§ **Fragmento del documento**:
En los años 80, tras una larga estadía en los Estados Unidos, terminé mi década de exilio con un par de años finales en México. De la variedad de recuerdos y rasgos pintorescos de aquel tiempo, recuerdo un modismo mexicano, no por delicioso menos irritante. Cuando se le hacía una pregunta absolutamente normal a un mexicano, era muy factible que la respuesta fuera: “Pos… ¿quién sabe?”. Era cierto, nadie sabía, aunque todos barruntaban. Las certidumbres escaseaban, pero uno lo asumía como colorida arista cotidiana del modo de vida de un país con el que, como extranjeros, nuestro compromiso emocional no era definitivo.

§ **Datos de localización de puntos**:

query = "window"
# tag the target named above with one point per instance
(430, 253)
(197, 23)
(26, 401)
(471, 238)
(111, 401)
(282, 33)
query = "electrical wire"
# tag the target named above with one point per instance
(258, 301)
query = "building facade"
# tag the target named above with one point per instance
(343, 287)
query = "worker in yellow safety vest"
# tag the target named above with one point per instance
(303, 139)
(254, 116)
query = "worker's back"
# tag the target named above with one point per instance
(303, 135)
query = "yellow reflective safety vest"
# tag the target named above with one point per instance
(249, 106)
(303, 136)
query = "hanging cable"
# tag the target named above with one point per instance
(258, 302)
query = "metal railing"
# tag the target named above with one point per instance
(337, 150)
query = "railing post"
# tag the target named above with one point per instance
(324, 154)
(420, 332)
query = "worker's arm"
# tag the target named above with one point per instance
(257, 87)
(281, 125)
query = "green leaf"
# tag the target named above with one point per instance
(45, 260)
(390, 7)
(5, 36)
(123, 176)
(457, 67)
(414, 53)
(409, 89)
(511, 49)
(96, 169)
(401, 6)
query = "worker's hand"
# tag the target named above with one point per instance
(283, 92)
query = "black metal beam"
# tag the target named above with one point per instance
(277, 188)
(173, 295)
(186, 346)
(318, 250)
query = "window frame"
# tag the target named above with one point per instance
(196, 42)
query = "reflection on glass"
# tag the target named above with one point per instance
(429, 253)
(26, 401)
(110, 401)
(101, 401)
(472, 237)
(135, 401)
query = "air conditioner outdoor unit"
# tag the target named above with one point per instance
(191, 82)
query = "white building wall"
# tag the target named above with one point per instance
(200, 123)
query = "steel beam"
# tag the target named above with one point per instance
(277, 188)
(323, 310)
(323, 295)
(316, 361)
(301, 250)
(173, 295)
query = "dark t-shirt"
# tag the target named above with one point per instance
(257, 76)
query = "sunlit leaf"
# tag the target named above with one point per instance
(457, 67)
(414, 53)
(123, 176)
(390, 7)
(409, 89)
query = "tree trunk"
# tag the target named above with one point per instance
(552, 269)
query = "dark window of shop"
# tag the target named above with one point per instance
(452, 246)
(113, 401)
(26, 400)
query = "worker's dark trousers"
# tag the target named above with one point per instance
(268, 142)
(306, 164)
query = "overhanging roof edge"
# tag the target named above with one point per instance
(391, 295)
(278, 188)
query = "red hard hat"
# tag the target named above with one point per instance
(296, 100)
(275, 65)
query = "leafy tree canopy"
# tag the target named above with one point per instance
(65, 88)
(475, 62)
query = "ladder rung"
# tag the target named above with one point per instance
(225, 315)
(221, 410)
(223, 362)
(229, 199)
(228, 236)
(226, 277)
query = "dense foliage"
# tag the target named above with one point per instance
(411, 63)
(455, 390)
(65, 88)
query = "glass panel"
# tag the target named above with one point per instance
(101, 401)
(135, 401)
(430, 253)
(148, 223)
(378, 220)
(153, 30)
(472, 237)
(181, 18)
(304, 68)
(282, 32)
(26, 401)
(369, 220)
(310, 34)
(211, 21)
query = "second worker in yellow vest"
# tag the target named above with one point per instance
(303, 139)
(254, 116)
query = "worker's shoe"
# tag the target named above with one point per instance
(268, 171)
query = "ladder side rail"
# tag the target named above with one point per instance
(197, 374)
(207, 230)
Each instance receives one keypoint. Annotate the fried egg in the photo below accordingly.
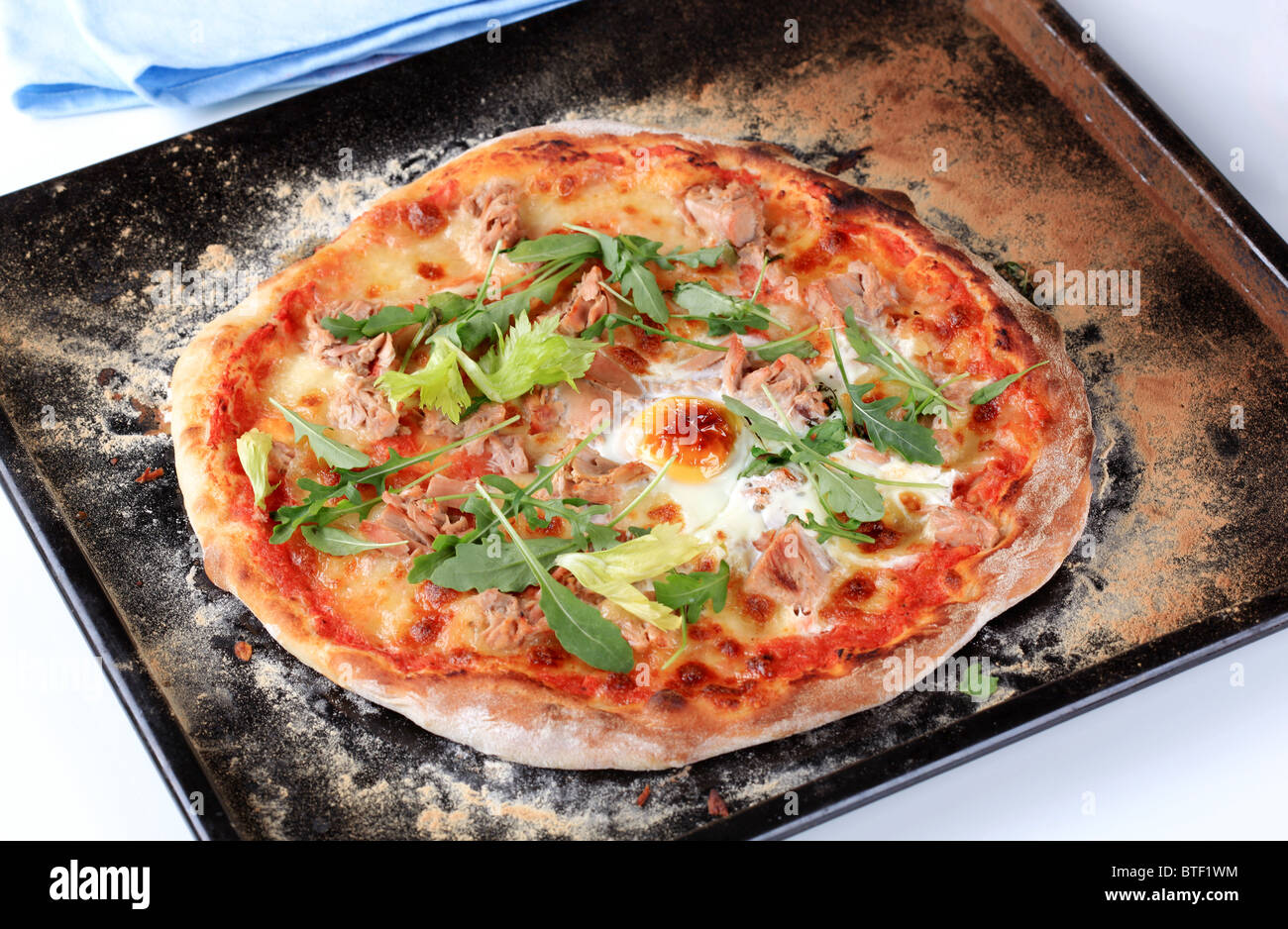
(708, 446)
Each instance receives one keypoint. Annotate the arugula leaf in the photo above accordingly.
(642, 287)
(831, 528)
(824, 438)
(482, 323)
(579, 627)
(912, 440)
(626, 255)
(859, 501)
(438, 381)
(793, 345)
(314, 508)
(995, 388)
(722, 313)
(492, 563)
(445, 305)
(760, 424)
(338, 542)
(555, 248)
(687, 593)
(1017, 275)
(335, 453)
(923, 394)
(253, 450)
(443, 549)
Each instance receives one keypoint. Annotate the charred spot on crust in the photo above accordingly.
(629, 360)
(618, 683)
(425, 631)
(987, 412)
(692, 673)
(760, 609)
(545, 655)
(857, 588)
(883, 537)
(849, 198)
(729, 648)
(668, 701)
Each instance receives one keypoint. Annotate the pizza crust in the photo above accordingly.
(524, 722)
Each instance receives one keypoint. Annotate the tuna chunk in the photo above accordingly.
(599, 480)
(364, 409)
(496, 205)
(366, 358)
(791, 571)
(953, 527)
(734, 366)
(505, 453)
(413, 517)
(861, 288)
(587, 305)
(732, 213)
(606, 370)
(509, 620)
(786, 378)
(438, 425)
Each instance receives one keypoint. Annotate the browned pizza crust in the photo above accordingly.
(523, 721)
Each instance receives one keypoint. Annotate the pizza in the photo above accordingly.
(600, 447)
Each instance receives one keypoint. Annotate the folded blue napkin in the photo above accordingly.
(81, 55)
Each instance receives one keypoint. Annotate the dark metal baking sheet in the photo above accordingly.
(1184, 555)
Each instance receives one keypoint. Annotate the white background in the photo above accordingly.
(1193, 757)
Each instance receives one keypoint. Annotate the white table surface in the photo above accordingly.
(1192, 757)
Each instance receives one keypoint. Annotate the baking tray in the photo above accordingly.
(1052, 155)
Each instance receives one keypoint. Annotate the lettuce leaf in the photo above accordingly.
(613, 572)
(253, 451)
(526, 357)
(439, 382)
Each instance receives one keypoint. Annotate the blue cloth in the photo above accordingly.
(81, 55)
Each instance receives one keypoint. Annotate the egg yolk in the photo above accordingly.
(698, 433)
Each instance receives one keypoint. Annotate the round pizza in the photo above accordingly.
(609, 448)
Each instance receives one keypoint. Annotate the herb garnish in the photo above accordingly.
(995, 388)
(253, 450)
(579, 627)
(923, 395)
(687, 593)
(317, 507)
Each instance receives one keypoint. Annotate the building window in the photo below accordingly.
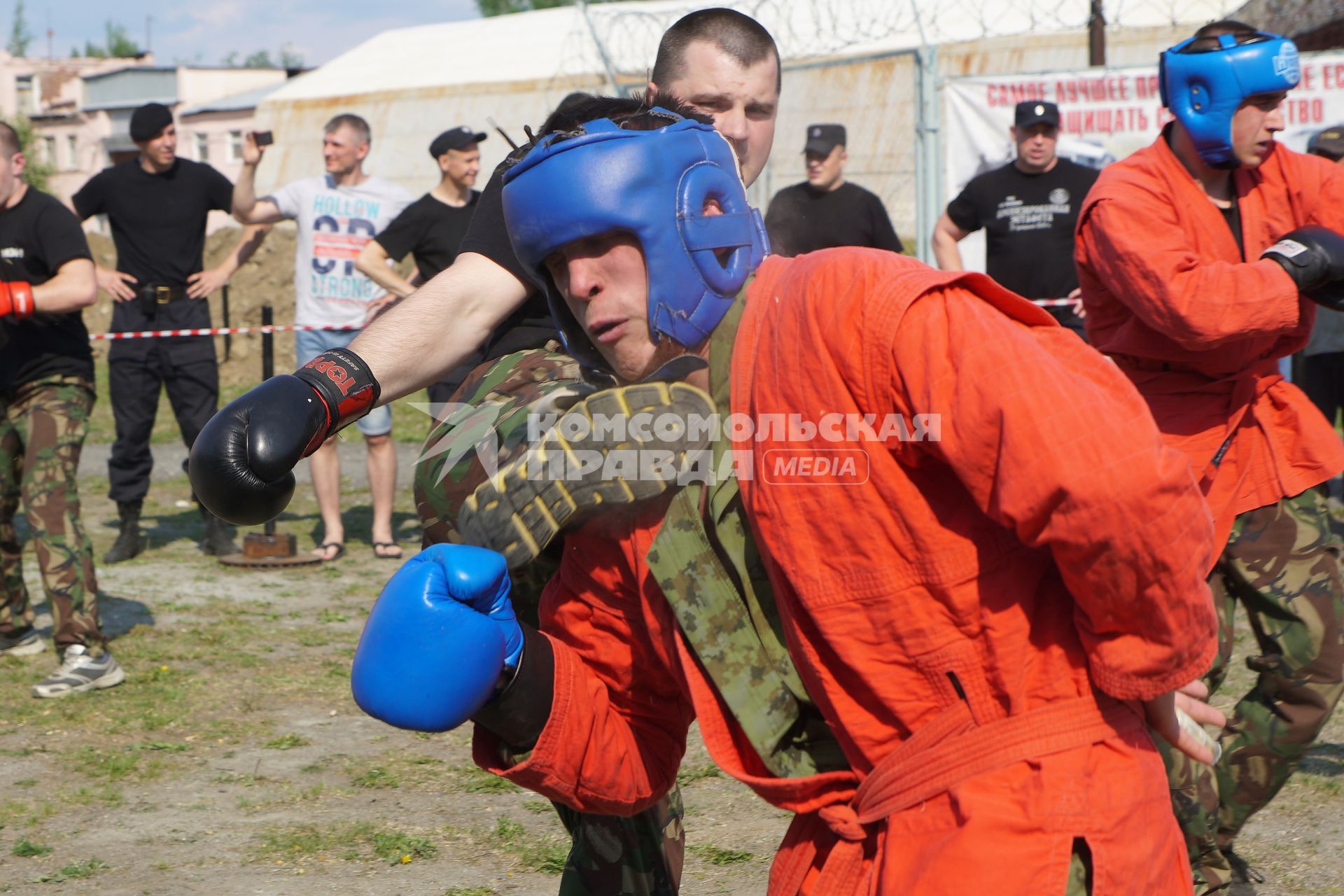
(23, 88)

§ **Tus instrucciones**: Reproduce, por favor, literalmente la parte del fragmento sobre el exilio en México que comienza con "En los años" y sigue hasta "no era definitivo.". Las filas no guardan relación con el fragmento sobre el exilio en México.

§ **Ejercicio resuelto**:
En los años 80, tras una larga estadía en los Estados Unidos, terminé mi década de exilio con un par de años finales en México. De la variedad de recuerdos y rasgos pintorescos de aquel tiempo, recuerdo un modismo mexicano, no por delicioso menos irritante. Cuando se le hacía una pregunta absolutamente normal a un mexicano, era muy factible que la respuesta fuera: “Pos… ¿quién sabe?”. Era cierto, nadie sabía, aunque todos barruntaban. Las certidumbres escaseaban, pero uno lo asumía como colorida arista cotidiana del modo de vida de un país con el que, como extranjeros, nuestro compromiso emocional no era definitivo.